**Page excerpt**:
☆ ☆ ☆

## HDFS Replication Factor

Let us get an overview of replication factor - another important building block of HDFS.
* While blocksize drives distribution of large files, replication factor drives reliability of the blocks.
* If we only have one copy of each block for a given file and if the node goes down, then the data in the files is not readable.
* HDFS replication mitigates this by maintaining multiple copies of each block.
* Keep in mind that the default replication factor is **3** unless we override it.

In [None]:
%%sh

hdfs dfs -ls -h /public/retail_db/orders

In [None]:
%%sh

hdfs fsck /public/retail_db/orders/part-00000 \
    -files \
    -blocks \
    -locations

* As part of our lab cluster we maintain 2 copies of each block.* In production implementations, typically we have 3 copies with rack awareness enabled.
* The default replication factor is 3 and it is set as part of hdfs-site.xml. In our case we have overridden to save the storage.
* The property name is `dfs.replication`.
* If the file size is smaller than default blocksize (128 MB), then there will be only one block as per the size of the file.
* In a typical configuration with n replication factor, there will not any down time even if n - 1 nodes go down in the cluster.

☆ ☆ ☆

**Records shown**:
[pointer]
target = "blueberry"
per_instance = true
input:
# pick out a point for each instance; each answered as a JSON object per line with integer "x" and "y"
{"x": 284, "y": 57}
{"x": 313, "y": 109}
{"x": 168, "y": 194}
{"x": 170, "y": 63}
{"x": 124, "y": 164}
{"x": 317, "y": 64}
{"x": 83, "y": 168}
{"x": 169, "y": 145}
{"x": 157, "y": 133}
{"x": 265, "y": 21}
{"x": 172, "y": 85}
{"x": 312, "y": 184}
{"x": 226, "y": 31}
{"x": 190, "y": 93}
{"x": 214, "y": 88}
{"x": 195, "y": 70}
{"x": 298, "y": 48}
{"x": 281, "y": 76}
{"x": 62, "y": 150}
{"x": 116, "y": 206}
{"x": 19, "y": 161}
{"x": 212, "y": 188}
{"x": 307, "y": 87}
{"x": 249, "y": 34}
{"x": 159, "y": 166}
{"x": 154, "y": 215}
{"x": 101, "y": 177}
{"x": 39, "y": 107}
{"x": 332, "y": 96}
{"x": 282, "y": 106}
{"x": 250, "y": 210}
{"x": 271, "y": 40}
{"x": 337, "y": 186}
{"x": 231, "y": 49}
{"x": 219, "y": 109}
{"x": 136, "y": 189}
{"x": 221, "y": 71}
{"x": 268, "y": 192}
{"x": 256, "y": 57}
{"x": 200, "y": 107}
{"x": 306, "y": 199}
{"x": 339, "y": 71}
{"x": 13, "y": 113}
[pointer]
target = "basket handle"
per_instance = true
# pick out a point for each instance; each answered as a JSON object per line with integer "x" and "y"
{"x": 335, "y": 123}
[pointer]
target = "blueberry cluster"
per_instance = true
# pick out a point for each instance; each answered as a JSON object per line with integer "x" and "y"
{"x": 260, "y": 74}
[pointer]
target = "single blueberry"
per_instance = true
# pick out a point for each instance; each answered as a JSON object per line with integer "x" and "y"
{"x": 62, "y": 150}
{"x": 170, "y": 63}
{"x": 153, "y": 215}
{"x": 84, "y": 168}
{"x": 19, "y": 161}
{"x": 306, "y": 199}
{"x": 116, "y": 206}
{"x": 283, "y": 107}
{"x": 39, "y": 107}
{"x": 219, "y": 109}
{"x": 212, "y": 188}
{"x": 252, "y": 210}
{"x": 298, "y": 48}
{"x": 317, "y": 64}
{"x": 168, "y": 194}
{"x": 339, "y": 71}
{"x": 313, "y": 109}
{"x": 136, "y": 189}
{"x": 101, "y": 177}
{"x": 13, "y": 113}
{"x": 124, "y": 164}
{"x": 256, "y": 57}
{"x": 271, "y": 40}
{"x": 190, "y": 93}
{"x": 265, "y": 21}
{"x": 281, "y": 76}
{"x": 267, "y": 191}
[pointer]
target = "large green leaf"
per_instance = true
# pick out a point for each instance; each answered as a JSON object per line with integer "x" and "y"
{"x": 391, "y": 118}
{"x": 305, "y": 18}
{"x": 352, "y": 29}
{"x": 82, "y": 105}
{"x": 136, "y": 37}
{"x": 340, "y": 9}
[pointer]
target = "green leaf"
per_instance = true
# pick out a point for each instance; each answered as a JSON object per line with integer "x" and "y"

☆ ☆ ☆

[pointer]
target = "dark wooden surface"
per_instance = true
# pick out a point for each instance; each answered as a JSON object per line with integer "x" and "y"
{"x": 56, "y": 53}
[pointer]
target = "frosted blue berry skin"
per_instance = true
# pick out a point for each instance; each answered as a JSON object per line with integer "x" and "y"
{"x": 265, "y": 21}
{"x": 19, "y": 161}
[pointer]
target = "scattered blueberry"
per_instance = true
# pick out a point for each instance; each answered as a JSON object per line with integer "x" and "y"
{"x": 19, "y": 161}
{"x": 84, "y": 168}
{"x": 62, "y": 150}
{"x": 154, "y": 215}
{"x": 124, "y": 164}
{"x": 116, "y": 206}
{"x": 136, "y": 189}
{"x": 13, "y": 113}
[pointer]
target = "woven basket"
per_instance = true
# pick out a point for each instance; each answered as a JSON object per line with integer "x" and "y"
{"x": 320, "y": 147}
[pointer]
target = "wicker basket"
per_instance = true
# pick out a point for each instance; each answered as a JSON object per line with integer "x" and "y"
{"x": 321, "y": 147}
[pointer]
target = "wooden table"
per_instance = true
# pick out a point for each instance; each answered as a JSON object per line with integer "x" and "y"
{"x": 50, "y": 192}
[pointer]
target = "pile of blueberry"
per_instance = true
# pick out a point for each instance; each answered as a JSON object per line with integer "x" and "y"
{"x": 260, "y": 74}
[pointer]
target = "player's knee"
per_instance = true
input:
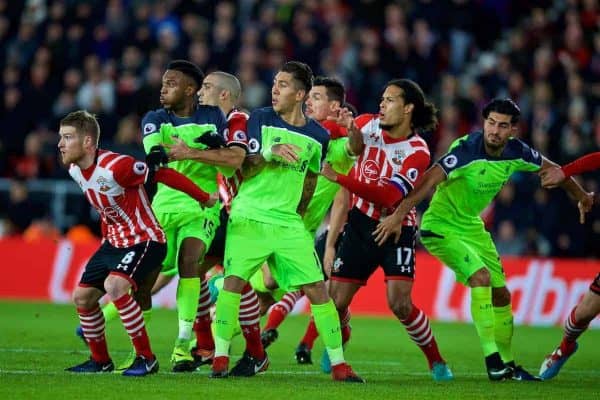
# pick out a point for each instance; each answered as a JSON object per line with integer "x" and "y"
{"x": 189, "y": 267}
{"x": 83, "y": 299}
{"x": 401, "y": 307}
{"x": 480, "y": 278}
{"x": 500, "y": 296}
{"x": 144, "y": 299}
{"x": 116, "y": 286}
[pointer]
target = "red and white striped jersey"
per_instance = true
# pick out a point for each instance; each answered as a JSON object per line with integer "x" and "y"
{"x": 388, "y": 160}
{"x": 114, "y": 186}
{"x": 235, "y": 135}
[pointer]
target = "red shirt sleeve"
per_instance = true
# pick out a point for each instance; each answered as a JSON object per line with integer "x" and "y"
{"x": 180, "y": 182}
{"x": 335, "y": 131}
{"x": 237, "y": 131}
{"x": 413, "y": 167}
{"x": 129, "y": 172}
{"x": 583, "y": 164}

☆ ☆ ☆

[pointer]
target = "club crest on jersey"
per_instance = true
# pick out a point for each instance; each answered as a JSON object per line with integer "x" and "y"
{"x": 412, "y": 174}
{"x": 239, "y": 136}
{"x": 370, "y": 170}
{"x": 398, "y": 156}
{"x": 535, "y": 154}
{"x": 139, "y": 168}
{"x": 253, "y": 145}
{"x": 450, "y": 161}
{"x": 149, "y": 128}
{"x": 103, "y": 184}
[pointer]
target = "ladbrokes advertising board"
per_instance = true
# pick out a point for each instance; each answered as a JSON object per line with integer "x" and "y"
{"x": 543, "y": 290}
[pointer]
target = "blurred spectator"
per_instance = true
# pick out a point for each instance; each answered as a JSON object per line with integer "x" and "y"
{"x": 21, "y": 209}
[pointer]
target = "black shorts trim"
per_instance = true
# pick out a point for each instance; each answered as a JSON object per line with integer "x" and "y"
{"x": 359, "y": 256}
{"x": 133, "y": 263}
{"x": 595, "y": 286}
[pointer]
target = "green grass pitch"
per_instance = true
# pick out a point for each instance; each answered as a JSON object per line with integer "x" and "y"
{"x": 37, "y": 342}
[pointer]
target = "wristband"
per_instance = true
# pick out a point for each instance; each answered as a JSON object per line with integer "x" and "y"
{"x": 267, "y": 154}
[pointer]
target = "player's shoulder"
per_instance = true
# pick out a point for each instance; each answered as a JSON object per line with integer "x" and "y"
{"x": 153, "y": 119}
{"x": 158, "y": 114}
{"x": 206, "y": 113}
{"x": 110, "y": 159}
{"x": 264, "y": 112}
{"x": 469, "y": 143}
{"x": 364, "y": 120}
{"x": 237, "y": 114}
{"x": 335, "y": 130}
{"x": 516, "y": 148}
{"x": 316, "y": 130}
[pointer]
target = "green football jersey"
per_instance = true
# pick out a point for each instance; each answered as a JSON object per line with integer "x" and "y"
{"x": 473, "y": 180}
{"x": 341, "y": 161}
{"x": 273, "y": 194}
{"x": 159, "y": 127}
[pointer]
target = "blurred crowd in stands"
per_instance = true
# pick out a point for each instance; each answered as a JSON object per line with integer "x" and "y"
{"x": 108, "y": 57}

☆ ☆ ☆

**Aim 1**: Check each statement against the HDFS replication factor page and answer yes or no, quoting the words of the page that decide it. (a) The lab cluster keeps three copies of each block. (b) The replication setting is held in the property `dfs.replication`. (c) A file smaller than the default 128 MB blocksize is stored as two blocks.
**Aim 2**: Print everything in the HDFS replication factor page from "Let us get an" down to "multiple copies of each block.".
**Aim 3**: Carry on the HDFS replication factor page from the point where it stops.

**Written response 1**:
(a) No: "As part of our lab cluster we maintain 2 copies of each block."
(b) Yes: "The property name is `dfs.replication`."
(c) No: "then there will be only one block as per the size of the file."

**Written response 2**:
Let us get an overview of replication factor - another important building block of HDFS.
* While blocksize drives distribution of large files, replication factor drives reliability of the blocks.
* If we only have one copy of each block for a given file and if the node goes down, then the data in the files is not readable.
* HDFS replication mitigates this by maintaining multiple copies of each block.

**Written response 3**:
* If replication factor is 3, cluster will be stable even if 2 of the nodes goes down in a cluster.

In [None]:
%%sh

grep -B 1 -A 3 replication /etc/hadoop/conf/hdfs-site.xml

* Let us determine overall size occupied by `/data/retail_db/orders/part-00000` when it is copied to HDFS.
* It occupies 5.8 MB storage in HDFS (as our replication factor is 2).

In [None]:
%%sh

ls -lhtr /data/retail_db/orders/part-00000

In [None]:
%%sh

hdfs dfs -help stat

In [None]:
%%sh

hdfs dfs -stat %r /user/${USER}/retail_db/orders/part-00000

In [None]:
%%sh

hdfs dfs -stat %o /user/${USER}/retail_db/orders/part-00000

In [None]:
%%sh

hdfs dfs -stat %b /user/${USER}/retail_db/orders/part-00000

In [None]:
%%sh

hdfs dfs -ls -h /user/${USER}/retail_db/orders/part-00000

* It occupies 4.8 GB storage in HDFS as our replication factor is 2.

In [None]:
%%sh

ls -lhtr /data/yelp-dataset-json/yelp_academic_dataset_user.json

* We can validate properties of the file using `stat` command. The file is available in HDFS under `/public/yelp-dataset-json/yelp_academic_dataset_user.json`.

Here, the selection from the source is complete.